### Page text
──────────────────────────────

UM Study Suggests Link In Asbestos ExposureJan 31, 2005 | AP
Researchers at the University of Montana believe they have documented a possible link between asbestos exposure and the "red flags" for autoimmune diseases that the human body sends out.
Researchers say that while a lot of additional study is needed, the findings could be the first step in understanding how certain environmental exposure may trigger autoimmune diseases, such as rheumatoid arthritis, lupus and schleroderma.
The study looked at blood samples from 50 residents of Libby and compared them to samples from a control group, matched by age and sex, of 50 people living in Missoula.
Libby was contaminated with asbestos fibers from a vermiculite mine that was operated by W.R. Grace & Co. from 1963 to 1990. Asbestos contamination has been blamed for some 200 deaths and health problems of hundreds of other area residents.
Jean Pfau, a researcher at UM's Center for Environmental Health Sciences, said the study found that the Libby residents were much more likely to have certain proteins in their blood known as antinuclear antibodies, or ANAs that the body mistakenly sends out and which attack tissues, organs and cells.
Those antinuclear antibodies occurred 28.6 percent more frequently in the Libby group than in the Missoula group, Pfau said.
The findings are printed in the January 2005 issue of a National Institutes of Health publication, Environmental Health Perspectives.
UM's study is small, but researchers intend to embark on a much larger study to determine whether higher ANA levels translate into actual autoimmune diseases.
UM is applying for grants from the National Institutes of Health to follow up with those residents. Results could take four or five years to publish, Pfau said.
The American Autoimmune Related Diseases Association called the UM study promising. Heredity aspects of autoimmune diseases are well-known, but environmental triggers are less understood, according to the association.

──────────────────────────────

[Referring expression data]
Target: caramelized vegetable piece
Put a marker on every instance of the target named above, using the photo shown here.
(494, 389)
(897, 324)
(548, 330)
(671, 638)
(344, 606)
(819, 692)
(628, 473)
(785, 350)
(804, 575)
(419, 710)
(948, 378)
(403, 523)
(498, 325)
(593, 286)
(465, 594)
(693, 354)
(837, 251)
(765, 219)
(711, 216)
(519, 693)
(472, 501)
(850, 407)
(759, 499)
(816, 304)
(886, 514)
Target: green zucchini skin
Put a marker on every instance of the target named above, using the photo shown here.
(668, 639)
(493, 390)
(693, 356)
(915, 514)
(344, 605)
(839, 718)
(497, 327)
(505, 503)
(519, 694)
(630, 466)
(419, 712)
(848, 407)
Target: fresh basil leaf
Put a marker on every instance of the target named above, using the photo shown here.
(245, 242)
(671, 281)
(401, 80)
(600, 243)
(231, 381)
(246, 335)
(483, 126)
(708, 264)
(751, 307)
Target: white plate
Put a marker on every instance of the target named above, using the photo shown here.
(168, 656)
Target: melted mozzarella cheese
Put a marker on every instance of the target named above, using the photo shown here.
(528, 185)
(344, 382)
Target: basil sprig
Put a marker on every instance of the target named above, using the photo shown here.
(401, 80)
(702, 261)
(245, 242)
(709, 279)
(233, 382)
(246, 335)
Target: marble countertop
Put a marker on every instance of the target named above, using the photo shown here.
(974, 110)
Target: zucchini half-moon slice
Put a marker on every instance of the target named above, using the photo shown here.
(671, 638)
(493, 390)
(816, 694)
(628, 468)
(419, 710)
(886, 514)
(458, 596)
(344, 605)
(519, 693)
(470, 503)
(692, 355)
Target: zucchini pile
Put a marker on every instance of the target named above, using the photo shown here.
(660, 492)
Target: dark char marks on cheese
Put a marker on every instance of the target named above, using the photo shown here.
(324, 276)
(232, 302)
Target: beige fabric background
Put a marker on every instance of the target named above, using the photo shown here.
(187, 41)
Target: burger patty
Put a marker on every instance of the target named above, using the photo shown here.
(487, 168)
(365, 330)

──────────────────────────────

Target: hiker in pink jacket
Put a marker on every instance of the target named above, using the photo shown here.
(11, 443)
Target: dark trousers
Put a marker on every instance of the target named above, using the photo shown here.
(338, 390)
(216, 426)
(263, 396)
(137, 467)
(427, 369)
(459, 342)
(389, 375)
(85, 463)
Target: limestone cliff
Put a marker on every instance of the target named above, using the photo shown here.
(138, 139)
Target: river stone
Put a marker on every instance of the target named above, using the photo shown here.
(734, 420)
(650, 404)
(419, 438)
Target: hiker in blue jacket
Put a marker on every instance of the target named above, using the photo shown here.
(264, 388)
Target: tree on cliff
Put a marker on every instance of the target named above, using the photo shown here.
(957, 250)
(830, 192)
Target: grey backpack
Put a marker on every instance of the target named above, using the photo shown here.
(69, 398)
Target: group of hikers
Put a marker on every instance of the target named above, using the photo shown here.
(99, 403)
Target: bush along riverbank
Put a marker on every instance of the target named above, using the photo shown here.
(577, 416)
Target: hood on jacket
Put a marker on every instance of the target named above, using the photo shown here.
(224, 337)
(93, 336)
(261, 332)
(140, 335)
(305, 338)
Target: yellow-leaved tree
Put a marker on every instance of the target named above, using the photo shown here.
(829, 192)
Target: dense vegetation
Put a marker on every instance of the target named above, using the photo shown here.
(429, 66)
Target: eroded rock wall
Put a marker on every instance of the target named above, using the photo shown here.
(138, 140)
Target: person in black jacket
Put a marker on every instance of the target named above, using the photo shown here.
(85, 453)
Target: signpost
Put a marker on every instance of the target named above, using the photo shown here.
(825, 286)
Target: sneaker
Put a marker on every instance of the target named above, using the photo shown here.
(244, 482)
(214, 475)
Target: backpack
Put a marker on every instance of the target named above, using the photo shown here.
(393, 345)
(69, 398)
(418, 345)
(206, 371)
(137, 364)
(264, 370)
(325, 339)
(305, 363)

──────────────────────────────

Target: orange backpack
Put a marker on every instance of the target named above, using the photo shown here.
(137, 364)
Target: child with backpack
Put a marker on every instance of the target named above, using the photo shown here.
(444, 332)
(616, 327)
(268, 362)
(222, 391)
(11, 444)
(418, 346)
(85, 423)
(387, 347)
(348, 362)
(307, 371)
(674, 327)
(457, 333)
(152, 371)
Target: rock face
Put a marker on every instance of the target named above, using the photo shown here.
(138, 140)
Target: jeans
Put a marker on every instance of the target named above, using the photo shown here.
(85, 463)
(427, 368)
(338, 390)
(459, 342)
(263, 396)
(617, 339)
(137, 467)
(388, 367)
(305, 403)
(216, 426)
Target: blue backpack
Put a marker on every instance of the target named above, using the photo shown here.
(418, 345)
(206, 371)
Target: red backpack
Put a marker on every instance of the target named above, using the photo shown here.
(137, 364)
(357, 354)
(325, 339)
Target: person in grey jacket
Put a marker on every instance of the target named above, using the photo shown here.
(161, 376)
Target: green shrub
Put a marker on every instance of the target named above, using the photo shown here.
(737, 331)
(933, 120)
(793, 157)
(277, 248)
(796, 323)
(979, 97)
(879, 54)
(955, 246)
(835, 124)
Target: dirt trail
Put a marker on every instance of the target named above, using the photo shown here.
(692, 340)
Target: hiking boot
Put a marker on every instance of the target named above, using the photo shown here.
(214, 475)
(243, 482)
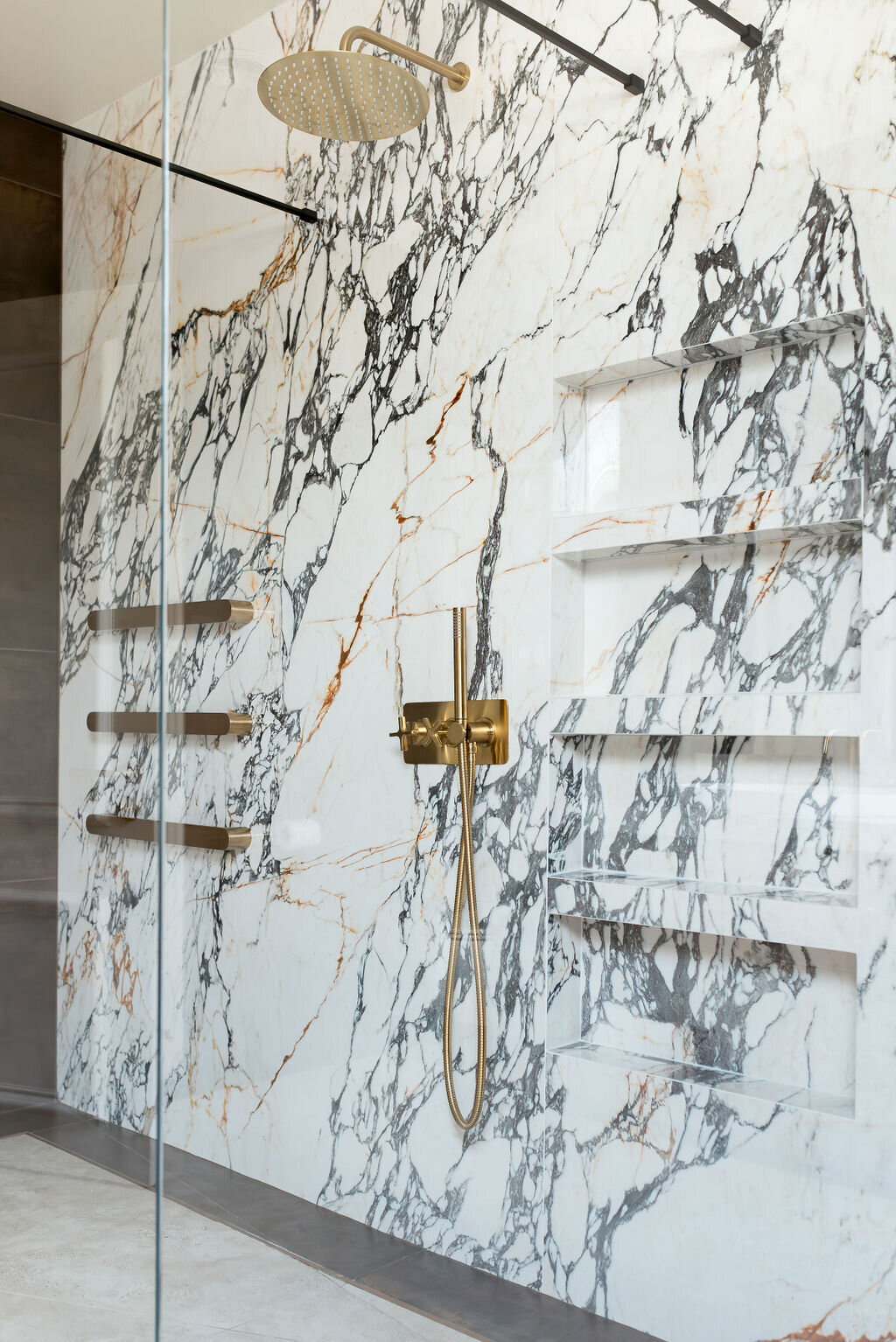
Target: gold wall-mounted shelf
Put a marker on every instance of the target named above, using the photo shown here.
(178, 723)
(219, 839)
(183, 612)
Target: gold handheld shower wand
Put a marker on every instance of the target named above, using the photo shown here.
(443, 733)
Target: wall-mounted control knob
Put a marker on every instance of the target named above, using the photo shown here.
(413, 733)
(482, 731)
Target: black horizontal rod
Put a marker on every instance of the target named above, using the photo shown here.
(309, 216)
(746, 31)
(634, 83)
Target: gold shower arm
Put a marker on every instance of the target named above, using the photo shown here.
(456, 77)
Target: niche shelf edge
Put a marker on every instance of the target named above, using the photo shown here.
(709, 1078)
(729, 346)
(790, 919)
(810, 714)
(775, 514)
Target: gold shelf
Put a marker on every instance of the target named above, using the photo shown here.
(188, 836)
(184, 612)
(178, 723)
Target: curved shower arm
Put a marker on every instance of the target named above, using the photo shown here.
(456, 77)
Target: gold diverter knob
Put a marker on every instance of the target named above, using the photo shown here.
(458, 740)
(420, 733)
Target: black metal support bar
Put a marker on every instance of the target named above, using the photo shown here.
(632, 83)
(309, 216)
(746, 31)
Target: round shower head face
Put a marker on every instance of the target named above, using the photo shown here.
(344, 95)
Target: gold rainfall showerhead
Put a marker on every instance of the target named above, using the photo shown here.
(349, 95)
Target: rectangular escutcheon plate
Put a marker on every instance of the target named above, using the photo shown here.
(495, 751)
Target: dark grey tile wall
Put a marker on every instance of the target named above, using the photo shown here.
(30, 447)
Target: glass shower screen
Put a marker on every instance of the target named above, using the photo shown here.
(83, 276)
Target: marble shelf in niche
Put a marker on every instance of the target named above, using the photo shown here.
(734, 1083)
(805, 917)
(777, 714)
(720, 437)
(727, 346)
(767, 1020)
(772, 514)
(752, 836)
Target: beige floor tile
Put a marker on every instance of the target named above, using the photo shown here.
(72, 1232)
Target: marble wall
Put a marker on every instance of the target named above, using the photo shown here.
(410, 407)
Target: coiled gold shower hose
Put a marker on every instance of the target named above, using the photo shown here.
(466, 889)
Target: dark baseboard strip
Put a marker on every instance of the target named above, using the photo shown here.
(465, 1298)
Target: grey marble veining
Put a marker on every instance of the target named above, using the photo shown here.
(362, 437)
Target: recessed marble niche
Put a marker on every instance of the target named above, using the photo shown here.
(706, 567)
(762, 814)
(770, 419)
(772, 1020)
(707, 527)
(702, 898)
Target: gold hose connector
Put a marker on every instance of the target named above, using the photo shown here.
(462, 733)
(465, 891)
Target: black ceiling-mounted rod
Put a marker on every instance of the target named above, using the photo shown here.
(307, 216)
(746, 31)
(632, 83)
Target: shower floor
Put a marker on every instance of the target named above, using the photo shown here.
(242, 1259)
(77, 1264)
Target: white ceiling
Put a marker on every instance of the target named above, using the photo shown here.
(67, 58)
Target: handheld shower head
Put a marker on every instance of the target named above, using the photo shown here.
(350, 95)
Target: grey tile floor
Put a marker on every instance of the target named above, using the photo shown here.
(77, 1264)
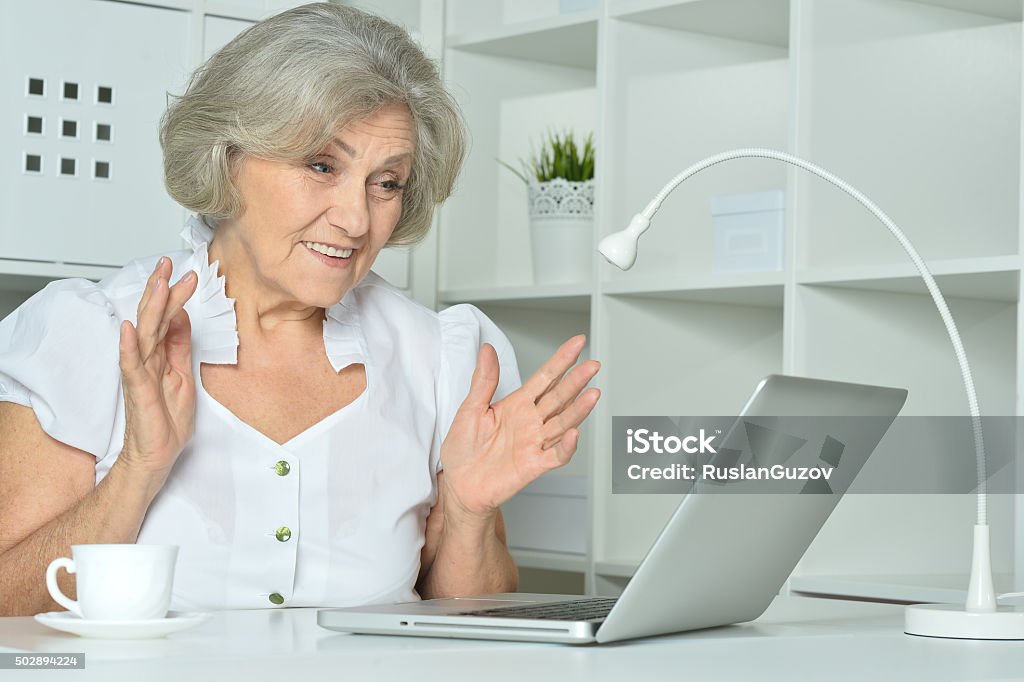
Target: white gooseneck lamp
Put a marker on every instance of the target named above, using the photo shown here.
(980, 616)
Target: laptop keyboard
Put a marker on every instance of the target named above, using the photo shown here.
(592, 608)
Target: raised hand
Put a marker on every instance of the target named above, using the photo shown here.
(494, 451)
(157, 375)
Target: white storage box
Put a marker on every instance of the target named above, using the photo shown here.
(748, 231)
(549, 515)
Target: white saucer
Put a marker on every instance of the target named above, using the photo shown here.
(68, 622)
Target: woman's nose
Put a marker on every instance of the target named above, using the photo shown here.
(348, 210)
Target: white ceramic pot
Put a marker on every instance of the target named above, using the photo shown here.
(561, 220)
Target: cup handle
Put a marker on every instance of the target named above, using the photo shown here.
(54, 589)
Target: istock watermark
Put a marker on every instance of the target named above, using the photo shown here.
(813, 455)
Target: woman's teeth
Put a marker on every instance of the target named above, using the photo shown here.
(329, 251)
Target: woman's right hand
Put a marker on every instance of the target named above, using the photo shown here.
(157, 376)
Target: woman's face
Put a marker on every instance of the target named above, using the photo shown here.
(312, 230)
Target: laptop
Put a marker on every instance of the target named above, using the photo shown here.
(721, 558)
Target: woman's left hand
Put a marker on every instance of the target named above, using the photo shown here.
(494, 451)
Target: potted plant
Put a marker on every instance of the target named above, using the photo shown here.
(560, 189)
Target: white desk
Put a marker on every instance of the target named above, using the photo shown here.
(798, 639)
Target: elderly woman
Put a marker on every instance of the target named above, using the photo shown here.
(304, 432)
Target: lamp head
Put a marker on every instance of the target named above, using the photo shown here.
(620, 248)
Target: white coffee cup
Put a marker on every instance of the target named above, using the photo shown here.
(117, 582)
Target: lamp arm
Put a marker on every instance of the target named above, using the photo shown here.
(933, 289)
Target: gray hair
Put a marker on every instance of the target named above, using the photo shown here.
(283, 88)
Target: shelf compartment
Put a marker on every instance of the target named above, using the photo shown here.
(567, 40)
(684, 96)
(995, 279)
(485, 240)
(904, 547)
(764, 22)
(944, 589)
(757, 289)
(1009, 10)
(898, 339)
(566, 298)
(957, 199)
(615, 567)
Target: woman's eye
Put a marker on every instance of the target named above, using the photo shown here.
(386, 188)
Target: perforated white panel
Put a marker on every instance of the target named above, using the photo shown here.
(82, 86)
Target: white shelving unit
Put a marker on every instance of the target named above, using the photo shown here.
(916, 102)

──────────────────────────────

### What you have to do
List every organization named in the paragraphs of the asbestos article that follow its headline line.

### Written reply
- University of Montana (UM)
- UM's Center for Environmental Health Sciences
- W.R. Grace & Co.
- National Institutes of Health
- American Autoimmune Related Diseases Association